---------- LISTING
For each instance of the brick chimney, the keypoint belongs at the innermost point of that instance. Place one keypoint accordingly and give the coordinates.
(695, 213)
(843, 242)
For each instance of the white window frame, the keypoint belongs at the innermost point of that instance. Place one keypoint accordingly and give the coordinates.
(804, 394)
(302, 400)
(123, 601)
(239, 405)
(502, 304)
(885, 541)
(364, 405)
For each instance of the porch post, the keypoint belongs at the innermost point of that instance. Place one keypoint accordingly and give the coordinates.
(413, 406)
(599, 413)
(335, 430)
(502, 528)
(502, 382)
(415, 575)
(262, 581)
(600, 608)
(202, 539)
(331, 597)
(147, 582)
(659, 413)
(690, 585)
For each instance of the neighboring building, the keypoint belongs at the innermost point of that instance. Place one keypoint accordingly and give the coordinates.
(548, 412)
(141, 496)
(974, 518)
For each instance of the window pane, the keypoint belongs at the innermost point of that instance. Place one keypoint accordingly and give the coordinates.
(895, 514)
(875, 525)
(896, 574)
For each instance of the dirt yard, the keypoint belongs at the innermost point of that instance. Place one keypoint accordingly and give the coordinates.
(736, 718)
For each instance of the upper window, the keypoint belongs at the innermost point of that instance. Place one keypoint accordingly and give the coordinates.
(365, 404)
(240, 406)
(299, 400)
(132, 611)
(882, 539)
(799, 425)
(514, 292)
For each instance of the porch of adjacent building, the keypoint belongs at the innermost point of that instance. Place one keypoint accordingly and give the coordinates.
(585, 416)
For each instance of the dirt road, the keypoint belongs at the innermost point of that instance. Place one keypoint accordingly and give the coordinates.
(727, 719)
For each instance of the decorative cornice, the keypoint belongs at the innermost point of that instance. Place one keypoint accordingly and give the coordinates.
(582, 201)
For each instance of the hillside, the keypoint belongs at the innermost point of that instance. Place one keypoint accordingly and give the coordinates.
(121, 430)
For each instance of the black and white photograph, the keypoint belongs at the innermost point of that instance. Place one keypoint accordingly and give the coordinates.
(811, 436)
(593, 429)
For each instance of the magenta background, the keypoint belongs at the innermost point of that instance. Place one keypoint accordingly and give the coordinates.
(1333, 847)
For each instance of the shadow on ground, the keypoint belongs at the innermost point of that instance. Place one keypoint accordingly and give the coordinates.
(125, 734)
--------------------
Recast the part of the records from the line containing "For each instance of the black" through the end of the records as a JSON list of strings, one string per line and blank lines omitted.

[
  "For each instance of the black and white photograph, the keypoint belongs at the innermost point of that instance. Place one keypoint accordingly and give the coordinates.",
  "(811, 436)",
  "(593, 429)",
  "For each instance of the magenta background, the keypoint belongs at the innermost point of that instance. Place one keypoint accordingly and give the coordinates.",
  "(1333, 847)",
  "For each instance of the shadow on ground, the keypoint belongs at the innermost point of that instance. Place one keypoint accordingly and give the coordinates.",
  "(125, 734)"
]